**Vorliegender Text**
──────────────────────────────

# [solved] gnome 2.30 schließt CD-Schublade

## kutte128

Hi,

seit ich heute von xfce4 auf gnome-light 2.30.2 umgestiegen bin, darf ich keine CD's mehr einlegen oder raus nehmen oder zumindest nur sehr schwierig.

Wenn ich auf den Auswerfknopf (am Laufwerk) drücke, fährt die Schublade zwar raus, aber dann sofort wieder rein.

Und so schnell bin ich einfach nicht  :Smile: 

Was könnte denn da das Problem sein?

Eins der Automatisch gestarteten STandard Gnome-Progs oder weil HAL  noch läuft?

Viele Grüße,

kutte128Last edited by kutte128 on Thu Jul 29, 2010 9:15 am; edited 1 time in total

----------

## Josef.95

Hi Kutte

Du nutzt vermutlich noch die veralteten PATA Treiber welche dein Laufwerk mit /dev/hdx ansprechen?

Wenn ja sollte möglichst auf die aktuellen libata Treiber umgestellt werden.

──────────────────────────────

**Auszüge aus Material**
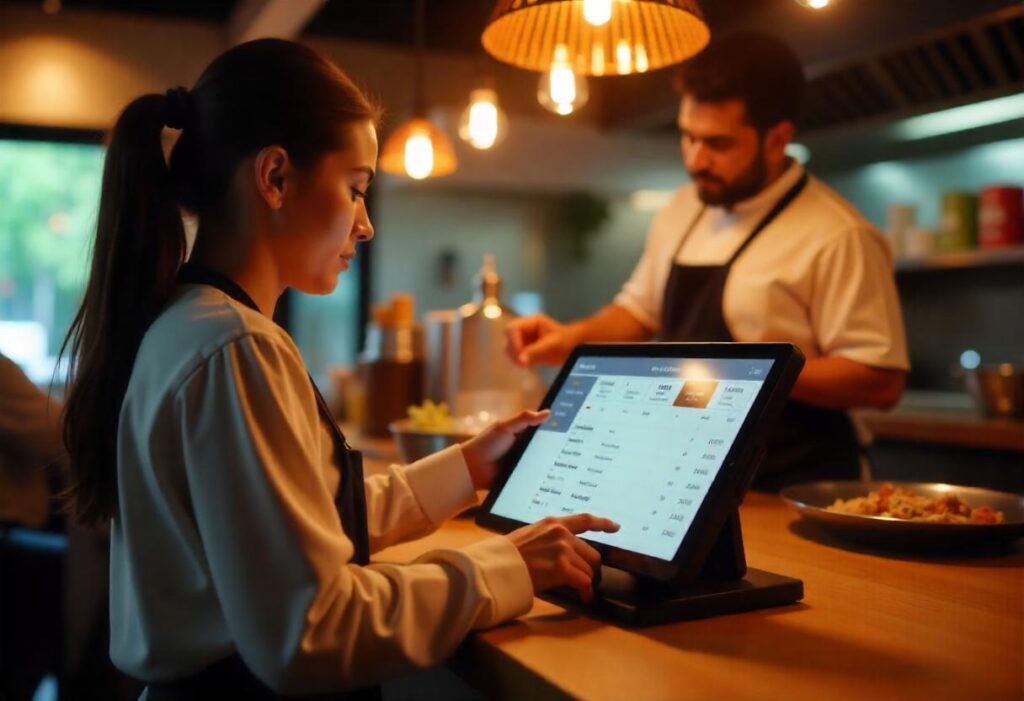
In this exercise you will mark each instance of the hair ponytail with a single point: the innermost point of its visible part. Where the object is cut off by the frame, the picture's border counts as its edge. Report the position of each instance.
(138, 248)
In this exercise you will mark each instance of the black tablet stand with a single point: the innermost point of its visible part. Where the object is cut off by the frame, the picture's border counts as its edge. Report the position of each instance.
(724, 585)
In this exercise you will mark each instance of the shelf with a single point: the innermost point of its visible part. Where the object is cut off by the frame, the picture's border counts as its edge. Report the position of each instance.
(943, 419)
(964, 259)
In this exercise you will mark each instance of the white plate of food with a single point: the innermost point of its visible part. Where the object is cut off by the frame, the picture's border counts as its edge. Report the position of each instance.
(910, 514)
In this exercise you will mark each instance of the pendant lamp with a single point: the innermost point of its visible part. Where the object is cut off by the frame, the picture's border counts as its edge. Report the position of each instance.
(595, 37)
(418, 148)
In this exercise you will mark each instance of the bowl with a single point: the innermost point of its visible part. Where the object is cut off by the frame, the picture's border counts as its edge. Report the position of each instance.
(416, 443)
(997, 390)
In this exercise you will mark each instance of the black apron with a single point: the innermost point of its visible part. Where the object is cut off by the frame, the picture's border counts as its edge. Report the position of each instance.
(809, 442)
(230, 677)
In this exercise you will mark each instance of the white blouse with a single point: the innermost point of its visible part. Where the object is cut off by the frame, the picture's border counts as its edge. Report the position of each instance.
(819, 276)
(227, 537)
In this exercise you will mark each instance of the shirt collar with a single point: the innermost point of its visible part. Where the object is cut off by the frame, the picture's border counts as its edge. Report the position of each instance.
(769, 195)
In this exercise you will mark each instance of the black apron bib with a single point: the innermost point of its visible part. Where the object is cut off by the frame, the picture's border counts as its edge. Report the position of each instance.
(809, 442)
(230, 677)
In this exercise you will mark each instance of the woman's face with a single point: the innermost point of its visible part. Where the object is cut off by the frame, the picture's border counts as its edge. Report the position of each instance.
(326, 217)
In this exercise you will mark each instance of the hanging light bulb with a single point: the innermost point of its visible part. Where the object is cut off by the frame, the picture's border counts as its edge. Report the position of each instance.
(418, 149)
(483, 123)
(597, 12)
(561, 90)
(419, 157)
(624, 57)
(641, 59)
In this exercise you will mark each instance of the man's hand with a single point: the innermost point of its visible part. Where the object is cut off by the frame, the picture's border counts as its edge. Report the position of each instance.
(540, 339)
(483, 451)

──────────────────────────────

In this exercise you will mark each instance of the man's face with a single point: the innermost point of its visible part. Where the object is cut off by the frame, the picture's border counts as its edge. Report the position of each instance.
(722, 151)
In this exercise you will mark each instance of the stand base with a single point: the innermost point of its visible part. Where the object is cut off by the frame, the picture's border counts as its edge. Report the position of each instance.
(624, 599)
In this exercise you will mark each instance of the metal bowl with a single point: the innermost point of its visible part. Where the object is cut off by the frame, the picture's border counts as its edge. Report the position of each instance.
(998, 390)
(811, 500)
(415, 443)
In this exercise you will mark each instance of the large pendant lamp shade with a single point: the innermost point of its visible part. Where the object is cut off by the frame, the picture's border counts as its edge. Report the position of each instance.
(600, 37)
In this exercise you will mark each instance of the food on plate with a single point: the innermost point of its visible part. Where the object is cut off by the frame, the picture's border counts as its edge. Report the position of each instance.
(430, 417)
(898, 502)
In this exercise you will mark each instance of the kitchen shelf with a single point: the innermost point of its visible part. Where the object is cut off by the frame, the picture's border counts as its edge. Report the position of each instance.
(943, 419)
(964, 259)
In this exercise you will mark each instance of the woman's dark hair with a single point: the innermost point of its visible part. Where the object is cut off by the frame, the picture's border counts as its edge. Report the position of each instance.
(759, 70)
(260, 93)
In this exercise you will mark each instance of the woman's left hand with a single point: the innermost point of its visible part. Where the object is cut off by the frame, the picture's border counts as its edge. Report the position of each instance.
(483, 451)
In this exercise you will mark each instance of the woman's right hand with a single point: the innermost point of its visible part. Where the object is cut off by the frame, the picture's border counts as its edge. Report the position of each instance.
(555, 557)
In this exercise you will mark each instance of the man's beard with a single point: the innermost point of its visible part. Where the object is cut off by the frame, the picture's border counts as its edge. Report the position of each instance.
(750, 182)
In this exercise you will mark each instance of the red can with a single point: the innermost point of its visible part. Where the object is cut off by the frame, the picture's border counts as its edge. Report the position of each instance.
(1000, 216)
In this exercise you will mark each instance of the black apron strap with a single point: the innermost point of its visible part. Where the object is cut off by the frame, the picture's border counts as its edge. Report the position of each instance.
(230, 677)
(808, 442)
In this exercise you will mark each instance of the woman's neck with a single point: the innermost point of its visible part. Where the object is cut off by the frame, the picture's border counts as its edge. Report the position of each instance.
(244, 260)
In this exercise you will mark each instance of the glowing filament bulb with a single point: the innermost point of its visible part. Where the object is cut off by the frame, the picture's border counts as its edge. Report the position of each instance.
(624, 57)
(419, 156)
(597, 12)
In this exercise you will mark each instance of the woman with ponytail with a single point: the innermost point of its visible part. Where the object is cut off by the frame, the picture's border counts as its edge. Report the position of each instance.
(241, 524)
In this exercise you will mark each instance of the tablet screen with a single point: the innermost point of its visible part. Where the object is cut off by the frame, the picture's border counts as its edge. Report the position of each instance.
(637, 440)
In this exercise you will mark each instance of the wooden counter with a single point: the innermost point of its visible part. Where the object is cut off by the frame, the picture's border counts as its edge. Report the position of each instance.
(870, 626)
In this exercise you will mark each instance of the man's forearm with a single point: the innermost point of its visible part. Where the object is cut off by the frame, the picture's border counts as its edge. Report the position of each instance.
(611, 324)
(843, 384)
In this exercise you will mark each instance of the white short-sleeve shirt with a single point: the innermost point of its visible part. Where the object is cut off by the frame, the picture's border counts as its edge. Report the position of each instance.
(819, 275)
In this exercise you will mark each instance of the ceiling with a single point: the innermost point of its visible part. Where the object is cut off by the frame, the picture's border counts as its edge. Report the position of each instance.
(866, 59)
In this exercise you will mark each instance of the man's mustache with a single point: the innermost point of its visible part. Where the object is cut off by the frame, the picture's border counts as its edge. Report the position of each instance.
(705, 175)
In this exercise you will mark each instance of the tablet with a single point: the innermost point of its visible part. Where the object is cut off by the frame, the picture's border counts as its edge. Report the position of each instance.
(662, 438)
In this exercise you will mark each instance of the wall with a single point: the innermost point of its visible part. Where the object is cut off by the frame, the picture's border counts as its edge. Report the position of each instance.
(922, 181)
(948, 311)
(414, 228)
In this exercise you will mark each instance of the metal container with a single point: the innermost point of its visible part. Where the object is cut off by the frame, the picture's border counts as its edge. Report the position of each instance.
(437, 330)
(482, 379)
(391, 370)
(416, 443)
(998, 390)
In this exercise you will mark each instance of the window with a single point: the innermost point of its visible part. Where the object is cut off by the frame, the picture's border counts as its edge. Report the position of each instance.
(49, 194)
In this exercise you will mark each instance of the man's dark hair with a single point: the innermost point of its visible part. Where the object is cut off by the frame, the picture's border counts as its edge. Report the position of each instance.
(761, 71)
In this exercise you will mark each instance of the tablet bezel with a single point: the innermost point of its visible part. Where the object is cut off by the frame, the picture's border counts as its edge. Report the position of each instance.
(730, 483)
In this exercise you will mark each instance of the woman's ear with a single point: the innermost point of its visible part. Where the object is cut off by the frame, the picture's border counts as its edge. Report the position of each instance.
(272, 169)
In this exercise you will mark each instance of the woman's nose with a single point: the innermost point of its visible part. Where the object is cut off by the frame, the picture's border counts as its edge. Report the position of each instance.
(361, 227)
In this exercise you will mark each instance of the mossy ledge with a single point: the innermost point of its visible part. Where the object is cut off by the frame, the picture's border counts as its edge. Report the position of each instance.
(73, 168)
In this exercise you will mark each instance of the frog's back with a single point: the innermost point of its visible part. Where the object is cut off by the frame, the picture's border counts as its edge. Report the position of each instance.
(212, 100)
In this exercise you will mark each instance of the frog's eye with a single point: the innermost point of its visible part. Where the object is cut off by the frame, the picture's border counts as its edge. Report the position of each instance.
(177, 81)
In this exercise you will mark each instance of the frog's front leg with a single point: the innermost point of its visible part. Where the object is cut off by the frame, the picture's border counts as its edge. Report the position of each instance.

──────────────────────────────

**Aufgaben**
1) Auf welche Treiber soll laut Josef.95 im Forenthread zur CD-Schublade umgestellt werden?
2) Stimmen diese Aussagen mit dem Forenthread zur CD-Schublade überein? Antworte jeweils mit Ja oder Nein und zitiere die Textstelle, die den Ausschlag gibt.
(a) kutte128 ist von xfce4 auf gnome-light 2.30.2 gewechselt.
(b) Nach dem Druck auf den Auswerfknopf bleibt die Schublade offen.
(c) Josef.95 vermutet, dass noch die veralteten PATA Treiber genutzt werden.
3) Greif den Forenthread zur CD-Schublade dort auf, wo er aufhört, und schreib ihn weiter.

**Lösungen**
1) Auf die aktuellen libata Treiber.

2)
(a) Ja: „seit ich heute von xfce4 auf gnome-light 2.30.2 umgestiegen bin“
(b) Nein: „fährt die Schublade zwar raus, aber dann sofort wieder rein“
(c) Ja: „Du nutzt vermutlich noch die veralteten PATA Treiber“

3)
Siehe hierzu zb auch Probleme mit der DVD-Schublade [solved]

----------

## tazinblack

 *Josef.95 wrote:*   

> Hi Kutte
> 
> Du nutzt vermutlich noch die veralteten PATA Treiber welche dein Laufwerk mit /dev/hdx ansprechen?
> 
> Wenn ja sollte möglichst auf die aktuellen libata Treiber umgestellt werden.
> ...

 

Das kann ich nur bestätigen! Ich hatte das selbe Problem.

----------

## kutte128

Vielen Dank, genau das war das Problem!

wird HAL dann eigentlich überhaupt noch benötigt?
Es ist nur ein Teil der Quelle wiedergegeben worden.